● STATED GOAL:
All lines from the line containing "Each instance receives a single keypoint. Tag the black iron" up to and including the last line of the listing below should be echoed exactly; no other lines belong in the response.

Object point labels
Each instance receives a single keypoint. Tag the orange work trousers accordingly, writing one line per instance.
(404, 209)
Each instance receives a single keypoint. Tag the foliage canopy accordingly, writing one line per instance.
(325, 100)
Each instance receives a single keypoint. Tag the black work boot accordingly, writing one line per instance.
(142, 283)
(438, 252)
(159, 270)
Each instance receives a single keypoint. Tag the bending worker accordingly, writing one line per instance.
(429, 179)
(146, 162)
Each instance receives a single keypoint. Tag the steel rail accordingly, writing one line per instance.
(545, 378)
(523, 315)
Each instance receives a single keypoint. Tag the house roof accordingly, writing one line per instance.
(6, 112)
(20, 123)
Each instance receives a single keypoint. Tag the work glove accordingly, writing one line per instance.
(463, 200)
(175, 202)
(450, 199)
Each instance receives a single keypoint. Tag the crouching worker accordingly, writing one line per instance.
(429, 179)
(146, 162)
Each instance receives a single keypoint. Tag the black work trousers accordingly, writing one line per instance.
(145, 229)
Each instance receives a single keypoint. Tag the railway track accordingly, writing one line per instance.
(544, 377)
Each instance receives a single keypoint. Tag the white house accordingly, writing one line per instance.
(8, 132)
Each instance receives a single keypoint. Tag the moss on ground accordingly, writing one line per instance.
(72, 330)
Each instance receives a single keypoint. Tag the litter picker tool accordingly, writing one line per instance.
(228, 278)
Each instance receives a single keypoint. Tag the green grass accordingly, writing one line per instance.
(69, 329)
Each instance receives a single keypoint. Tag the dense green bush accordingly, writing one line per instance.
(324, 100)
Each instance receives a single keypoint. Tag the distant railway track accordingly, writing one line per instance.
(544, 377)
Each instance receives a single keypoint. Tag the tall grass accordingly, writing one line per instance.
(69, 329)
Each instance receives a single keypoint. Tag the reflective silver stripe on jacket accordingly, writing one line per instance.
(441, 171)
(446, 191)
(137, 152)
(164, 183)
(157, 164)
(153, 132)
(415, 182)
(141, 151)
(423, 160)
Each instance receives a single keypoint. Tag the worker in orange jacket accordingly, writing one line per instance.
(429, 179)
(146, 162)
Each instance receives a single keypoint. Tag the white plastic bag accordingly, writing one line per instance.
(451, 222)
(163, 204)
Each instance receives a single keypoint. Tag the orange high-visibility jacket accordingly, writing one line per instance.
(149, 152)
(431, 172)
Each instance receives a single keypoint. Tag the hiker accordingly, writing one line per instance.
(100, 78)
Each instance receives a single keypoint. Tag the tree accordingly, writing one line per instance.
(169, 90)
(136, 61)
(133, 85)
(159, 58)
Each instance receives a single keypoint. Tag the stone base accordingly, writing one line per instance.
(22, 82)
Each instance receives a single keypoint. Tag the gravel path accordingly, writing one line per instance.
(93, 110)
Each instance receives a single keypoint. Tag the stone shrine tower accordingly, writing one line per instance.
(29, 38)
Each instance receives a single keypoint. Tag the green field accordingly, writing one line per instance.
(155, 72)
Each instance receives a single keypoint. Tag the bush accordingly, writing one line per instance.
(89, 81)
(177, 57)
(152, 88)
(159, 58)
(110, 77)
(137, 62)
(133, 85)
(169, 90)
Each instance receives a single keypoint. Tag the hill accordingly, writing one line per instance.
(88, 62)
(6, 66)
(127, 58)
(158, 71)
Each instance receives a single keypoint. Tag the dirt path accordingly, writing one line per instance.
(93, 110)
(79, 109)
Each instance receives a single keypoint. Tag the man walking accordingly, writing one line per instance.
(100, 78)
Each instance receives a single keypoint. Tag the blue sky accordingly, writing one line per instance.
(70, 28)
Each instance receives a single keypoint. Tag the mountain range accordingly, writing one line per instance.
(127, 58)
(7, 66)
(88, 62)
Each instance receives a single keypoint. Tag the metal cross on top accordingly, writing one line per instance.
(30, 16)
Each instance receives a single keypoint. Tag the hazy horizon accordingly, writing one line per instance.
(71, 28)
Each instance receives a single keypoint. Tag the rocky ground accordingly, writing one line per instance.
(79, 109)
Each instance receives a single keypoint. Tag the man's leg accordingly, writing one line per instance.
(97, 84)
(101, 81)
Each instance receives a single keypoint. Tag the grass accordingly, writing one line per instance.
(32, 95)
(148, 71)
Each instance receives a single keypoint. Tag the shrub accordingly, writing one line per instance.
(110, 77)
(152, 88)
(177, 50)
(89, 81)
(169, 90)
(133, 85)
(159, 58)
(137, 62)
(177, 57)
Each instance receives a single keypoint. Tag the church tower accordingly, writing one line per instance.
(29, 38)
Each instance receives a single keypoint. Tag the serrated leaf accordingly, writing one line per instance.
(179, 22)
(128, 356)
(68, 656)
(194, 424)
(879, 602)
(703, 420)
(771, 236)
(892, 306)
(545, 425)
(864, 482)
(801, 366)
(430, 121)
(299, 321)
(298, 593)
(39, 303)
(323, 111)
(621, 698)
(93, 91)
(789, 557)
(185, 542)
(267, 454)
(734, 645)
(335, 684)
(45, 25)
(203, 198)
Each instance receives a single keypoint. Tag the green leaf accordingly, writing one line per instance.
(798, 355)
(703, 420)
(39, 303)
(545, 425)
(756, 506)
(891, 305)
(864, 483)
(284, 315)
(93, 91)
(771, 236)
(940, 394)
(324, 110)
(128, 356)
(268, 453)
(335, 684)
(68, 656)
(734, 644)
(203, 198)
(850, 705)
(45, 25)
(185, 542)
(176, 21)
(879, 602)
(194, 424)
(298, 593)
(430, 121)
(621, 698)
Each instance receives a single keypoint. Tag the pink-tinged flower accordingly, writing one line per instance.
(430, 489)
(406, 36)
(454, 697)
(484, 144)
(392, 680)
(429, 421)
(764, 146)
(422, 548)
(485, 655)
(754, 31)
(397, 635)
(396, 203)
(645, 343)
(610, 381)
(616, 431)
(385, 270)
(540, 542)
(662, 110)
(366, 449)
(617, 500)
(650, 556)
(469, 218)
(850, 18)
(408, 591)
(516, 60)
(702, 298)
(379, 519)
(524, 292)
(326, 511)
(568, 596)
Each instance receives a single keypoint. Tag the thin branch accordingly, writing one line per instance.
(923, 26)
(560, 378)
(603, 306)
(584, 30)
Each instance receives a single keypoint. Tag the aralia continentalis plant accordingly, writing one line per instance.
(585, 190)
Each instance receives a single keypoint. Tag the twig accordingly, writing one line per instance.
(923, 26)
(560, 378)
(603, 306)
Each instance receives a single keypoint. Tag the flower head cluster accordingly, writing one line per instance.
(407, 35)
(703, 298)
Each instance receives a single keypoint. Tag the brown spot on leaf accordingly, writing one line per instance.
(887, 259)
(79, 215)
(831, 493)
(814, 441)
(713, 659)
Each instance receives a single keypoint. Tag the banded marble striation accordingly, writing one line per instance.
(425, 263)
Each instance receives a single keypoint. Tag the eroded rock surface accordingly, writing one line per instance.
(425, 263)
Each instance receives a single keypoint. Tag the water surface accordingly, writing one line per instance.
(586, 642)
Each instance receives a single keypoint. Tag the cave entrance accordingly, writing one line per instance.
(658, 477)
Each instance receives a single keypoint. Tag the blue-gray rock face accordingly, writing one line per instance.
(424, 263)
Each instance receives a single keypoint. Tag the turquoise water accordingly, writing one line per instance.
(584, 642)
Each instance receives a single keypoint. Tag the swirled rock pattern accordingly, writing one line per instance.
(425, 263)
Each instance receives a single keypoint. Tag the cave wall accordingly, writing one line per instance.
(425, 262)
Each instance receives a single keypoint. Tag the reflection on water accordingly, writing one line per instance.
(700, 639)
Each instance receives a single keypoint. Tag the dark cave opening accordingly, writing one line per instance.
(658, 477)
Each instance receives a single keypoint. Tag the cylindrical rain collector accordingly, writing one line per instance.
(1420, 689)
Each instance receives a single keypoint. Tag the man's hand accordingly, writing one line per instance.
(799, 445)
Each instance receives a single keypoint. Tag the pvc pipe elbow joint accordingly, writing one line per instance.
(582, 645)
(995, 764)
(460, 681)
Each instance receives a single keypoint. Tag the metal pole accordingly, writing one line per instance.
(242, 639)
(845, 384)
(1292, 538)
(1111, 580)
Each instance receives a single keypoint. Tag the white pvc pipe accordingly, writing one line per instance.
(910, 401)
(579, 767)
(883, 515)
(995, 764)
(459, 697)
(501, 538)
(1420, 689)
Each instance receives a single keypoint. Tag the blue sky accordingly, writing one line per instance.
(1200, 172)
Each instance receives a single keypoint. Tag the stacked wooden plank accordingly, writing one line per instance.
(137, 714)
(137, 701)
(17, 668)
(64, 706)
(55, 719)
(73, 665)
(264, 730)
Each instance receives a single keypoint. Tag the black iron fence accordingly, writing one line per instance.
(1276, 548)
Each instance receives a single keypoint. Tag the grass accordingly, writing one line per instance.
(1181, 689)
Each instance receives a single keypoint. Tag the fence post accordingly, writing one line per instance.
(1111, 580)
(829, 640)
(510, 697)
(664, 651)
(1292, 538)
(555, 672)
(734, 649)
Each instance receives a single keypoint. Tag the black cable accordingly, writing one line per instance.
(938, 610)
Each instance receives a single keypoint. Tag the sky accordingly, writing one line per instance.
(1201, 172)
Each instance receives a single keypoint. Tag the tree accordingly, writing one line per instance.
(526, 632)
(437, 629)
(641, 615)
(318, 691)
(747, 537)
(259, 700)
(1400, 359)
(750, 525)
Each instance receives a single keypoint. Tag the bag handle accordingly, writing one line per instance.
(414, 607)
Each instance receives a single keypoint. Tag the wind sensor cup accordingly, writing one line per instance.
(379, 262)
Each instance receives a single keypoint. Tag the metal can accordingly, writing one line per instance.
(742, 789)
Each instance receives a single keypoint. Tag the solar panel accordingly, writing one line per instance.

● PROBLEM SOLUTION:
Each instance receives a single keypoint. Tag the black iron fence accordingly, writing one line per instance.
(1276, 548)
Each instance receives a single keypoint. Tag the grass accordingly, writing one line per instance.
(1181, 689)
Each instance receives a single keypoint. Tag the fence post accordingly, writing one line per instance.
(1111, 580)
(829, 640)
(510, 697)
(664, 651)
(1292, 538)
(555, 672)
(734, 649)
Each instance receives a single keypoint. Tag the black cable accordingly, writing one line per instance.
(938, 610)
Each instance receives a single keypoint. Tag the sky accordingly, writing one line per instance.
(1201, 172)
Each instance receives a single keypoint. Tag the tree accordingly, writing one line per instance.
(526, 632)
(437, 629)
(641, 615)
(318, 691)
(747, 537)
(259, 700)
(1400, 359)
(750, 525)
Each instance receives a single keypoint. Tag the bag handle accordingly, writing one line per instance.
(414, 607)
Each instance receives a single keypoint. Tag the wind sensor cup accordingly, writing one line per instance.
(379, 262)
Each instance receives a single keypoint. Tag the metal can accordingly, writing one line per instance.
(742, 789)
Each instance receives a single keypoint. Tag the solar panel accordingly, writing one line per instance.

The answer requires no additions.